Copy each line from the data that has the word "window" in it.

Data records:
▼▼▼
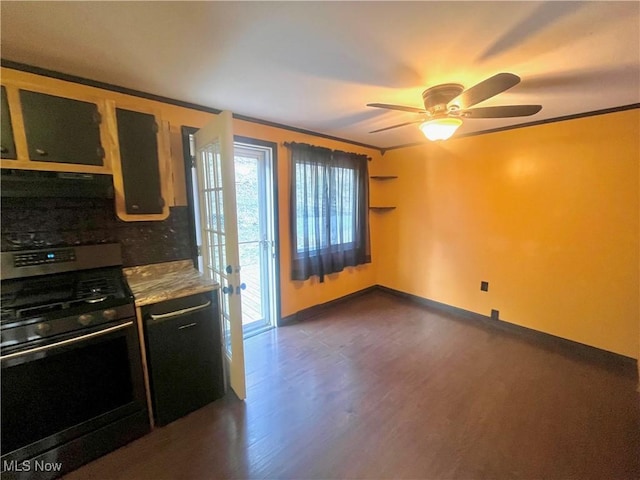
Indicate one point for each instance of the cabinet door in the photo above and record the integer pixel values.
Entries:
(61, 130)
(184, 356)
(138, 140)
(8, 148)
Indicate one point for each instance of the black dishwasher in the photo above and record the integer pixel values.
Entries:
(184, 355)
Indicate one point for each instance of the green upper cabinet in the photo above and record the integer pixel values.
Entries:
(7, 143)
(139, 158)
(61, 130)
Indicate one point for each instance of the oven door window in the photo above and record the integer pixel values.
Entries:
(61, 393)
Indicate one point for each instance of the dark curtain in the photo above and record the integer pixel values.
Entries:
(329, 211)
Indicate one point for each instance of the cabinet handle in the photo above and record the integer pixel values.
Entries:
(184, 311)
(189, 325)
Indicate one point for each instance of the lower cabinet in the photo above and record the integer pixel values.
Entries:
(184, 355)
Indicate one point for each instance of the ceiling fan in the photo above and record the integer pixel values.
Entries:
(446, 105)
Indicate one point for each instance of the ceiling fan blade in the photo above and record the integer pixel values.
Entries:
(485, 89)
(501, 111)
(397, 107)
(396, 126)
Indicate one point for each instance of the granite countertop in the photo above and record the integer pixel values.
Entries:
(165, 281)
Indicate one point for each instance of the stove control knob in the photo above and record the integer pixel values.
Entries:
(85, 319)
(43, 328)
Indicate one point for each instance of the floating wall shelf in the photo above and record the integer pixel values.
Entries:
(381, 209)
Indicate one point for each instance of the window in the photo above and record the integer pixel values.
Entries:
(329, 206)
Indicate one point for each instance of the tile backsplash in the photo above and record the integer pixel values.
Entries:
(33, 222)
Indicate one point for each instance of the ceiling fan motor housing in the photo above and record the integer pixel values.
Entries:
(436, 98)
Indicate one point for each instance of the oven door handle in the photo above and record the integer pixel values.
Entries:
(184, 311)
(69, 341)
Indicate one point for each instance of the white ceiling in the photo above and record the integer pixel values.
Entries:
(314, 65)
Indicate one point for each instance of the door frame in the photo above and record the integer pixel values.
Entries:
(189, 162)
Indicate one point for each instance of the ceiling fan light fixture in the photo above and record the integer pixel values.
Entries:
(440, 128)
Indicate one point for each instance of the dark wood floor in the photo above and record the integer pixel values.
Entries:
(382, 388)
▲▲▲
▼▼▼
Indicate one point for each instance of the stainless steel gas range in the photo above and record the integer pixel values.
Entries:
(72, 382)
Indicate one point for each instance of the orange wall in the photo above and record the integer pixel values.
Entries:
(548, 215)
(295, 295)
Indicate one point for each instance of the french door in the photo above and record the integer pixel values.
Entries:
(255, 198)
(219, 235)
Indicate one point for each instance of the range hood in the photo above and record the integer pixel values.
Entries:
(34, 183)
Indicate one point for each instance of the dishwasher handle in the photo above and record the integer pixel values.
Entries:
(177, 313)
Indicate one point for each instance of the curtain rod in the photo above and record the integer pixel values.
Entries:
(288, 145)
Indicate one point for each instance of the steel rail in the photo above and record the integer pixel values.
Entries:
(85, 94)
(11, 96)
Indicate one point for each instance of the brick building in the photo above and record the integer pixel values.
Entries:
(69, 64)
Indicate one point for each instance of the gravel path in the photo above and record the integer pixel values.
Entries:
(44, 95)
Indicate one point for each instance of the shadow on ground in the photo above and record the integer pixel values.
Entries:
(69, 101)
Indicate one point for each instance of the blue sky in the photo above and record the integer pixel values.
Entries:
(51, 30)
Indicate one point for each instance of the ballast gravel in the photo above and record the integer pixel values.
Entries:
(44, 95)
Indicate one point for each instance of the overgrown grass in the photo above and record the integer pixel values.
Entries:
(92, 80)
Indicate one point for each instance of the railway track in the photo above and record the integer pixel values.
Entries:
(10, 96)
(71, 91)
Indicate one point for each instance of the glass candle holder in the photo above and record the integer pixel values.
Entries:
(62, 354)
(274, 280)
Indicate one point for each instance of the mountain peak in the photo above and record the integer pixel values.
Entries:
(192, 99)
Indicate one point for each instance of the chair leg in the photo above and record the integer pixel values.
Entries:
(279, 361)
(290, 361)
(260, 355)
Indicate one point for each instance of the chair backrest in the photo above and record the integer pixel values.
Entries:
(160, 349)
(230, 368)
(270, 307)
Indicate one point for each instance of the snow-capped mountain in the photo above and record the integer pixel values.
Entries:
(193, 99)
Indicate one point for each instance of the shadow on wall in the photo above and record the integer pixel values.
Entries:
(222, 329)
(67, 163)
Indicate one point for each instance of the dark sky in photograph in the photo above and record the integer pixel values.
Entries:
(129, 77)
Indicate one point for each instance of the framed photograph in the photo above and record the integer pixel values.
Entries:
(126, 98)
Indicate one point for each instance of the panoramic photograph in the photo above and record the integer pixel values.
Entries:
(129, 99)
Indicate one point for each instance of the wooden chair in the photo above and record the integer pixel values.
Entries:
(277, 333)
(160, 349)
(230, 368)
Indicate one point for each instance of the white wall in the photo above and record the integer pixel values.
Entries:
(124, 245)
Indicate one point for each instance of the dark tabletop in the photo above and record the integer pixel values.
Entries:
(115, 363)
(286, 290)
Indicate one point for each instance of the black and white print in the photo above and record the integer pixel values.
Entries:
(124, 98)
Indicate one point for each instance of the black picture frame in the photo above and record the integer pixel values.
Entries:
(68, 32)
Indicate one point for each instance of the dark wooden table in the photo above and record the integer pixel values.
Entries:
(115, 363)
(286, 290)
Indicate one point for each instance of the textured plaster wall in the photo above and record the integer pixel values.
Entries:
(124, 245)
▲▲▲
## Task answer
Indicate one point for each instance of the oven door window in the photo above and record the integer pixel values.
Indicate one point for each instance of the window in the photo above and record the integer pixel values.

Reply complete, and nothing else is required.